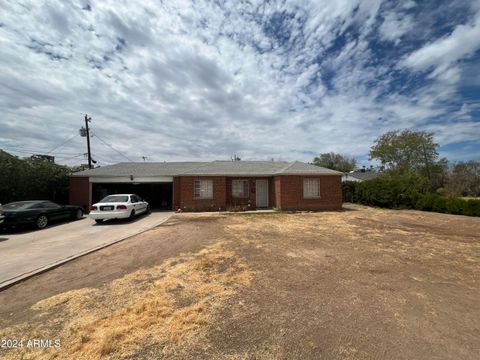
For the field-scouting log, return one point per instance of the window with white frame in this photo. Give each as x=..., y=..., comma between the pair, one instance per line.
x=203, y=189
x=240, y=188
x=311, y=188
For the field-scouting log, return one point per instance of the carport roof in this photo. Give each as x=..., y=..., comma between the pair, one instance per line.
x=213, y=168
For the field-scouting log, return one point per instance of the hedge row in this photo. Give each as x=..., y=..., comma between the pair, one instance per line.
x=449, y=205
x=408, y=191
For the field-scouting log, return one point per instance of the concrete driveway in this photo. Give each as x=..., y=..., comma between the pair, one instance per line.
x=23, y=254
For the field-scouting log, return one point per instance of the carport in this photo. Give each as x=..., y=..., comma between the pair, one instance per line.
x=151, y=181
x=158, y=195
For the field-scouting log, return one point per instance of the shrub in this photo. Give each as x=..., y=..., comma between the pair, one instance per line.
x=392, y=191
x=439, y=204
x=406, y=191
x=472, y=208
x=455, y=206
x=449, y=205
x=425, y=202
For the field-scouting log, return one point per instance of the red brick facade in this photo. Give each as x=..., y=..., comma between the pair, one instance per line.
x=285, y=192
x=289, y=193
x=79, y=192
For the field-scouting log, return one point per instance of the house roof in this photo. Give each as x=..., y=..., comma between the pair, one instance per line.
x=365, y=175
x=213, y=168
x=140, y=169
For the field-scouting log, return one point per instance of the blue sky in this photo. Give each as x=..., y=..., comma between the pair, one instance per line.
x=203, y=80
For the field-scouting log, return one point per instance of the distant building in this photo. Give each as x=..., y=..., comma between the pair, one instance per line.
x=359, y=175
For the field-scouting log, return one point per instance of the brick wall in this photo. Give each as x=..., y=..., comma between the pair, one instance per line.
x=285, y=192
x=183, y=189
x=252, y=197
x=79, y=192
x=291, y=193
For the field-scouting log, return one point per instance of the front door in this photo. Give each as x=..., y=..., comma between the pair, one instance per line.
x=261, y=189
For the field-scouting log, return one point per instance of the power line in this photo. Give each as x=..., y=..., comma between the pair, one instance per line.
x=111, y=147
x=24, y=150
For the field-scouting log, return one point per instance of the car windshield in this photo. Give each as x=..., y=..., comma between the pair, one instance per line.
x=115, y=198
x=20, y=205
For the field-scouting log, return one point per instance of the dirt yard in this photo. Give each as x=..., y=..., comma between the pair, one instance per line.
x=358, y=284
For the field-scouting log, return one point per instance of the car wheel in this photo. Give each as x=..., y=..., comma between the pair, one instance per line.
x=42, y=222
x=78, y=214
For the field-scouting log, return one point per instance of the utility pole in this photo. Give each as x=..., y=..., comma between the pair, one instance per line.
x=427, y=167
x=85, y=132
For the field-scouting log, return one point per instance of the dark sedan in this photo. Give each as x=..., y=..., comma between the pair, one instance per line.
x=39, y=213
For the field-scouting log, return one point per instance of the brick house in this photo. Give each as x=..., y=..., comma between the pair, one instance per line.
x=214, y=186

※ ※ ※

Task to carry out: Each record above should be restated word for word. The pictures should not appear.

Reply:
For the field-scouting log, return one point per instance of the window with white frame in this photo. Give each as x=..., y=..., comma between the pair, one instance per line.
x=203, y=189
x=240, y=188
x=311, y=188
For the field-scouting log, return one point per instance of the carport roof in this photo. Give each as x=..., y=..., comma between the pair, one instance per line.
x=213, y=168
For the field-scouting log, return one point per instance of the hedge row in this photo. Give each as x=..., y=..., comma between the pair, one instance per line.
x=449, y=205
x=408, y=191
For the field-scouting log, return one point per instance of the concrete driveway in this photo. Give each as x=..., y=..., comma between the pair, one instance per line.
x=23, y=254
For the field-scouting log, return one point per instance of the carport in this photo. Give each as x=..., y=..., comma between the pair, one instance per line.
x=151, y=181
x=158, y=195
For the field-scouting log, return one point per instance of the shrub in this photo. Give each as x=..., y=..., comma between the pair, one instance per line.
x=392, y=191
x=439, y=204
x=406, y=191
x=472, y=208
x=455, y=206
x=449, y=205
x=425, y=202
For the field-scouting log, return one point per instance of the red brick facade in this photo. Give each as x=..., y=..., comma between the pair, one instance per line.
x=285, y=192
x=289, y=193
x=79, y=192
For the field-scouting log, return one point per instance of the house roof in this photo. Give each as x=..., y=..., comma between the pair, one instance per line.
x=365, y=175
x=213, y=168
x=140, y=169
For the field-scouting log, return one point per instance of the blue sky in this photo. Give each as x=..., y=..., comma between the pair, one instance per line.
x=203, y=80
For the field-scouting log, return one point per instance of the distant building in this photo. Give each as x=..., y=..., comma between the pair, one instance per line.
x=359, y=175
For the field-scouting log, return one point per instance of the brick wall in this photo. Give each as x=..., y=..., comma between the pair, one instance per line.
x=285, y=192
x=183, y=189
x=252, y=197
x=79, y=192
x=291, y=193
For the field-scouting log, return one point per instance of the front door in this photo. Give each as x=..., y=..., comma between the pair, one instance per line.
x=261, y=189
For the field-scouting log, return one point per instance of the power line in this photo. Give each as x=..., y=..., comma between the pair, one instance per line.
x=111, y=147
x=24, y=150
For the field-scouting log, return one point per instance of the car windshield in this photo. Give each as x=..., y=..., comma between the pair, one instance per line.
x=115, y=198
x=20, y=205
For the field-scouting log, return one point per instance of the dirt yard in this photo. Give each as x=..., y=..., comma between the pair, one instance per line.
x=358, y=284
For the field-scouting log, return one point per instance of the car wheel in this photo. Give each as x=..., y=..., comma between the pair, one instance per line.
x=42, y=222
x=78, y=214
For the field-scouting log, return one point per instance of the utility pole in this photo. Give each as x=..., y=..., comma between the pair, one instance per line.
x=427, y=167
x=85, y=132
For the field-scouting log, return one point per instance of the dark sedan in this photo. Give each as x=..., y=..., comma between the pair, one instance per line.
x=39, y=213
For the field-scouting log, return one point per instance of the brick house in this photo. Give each as x=..., y=..., comma between the pair, one instance per line.
x=214, y=186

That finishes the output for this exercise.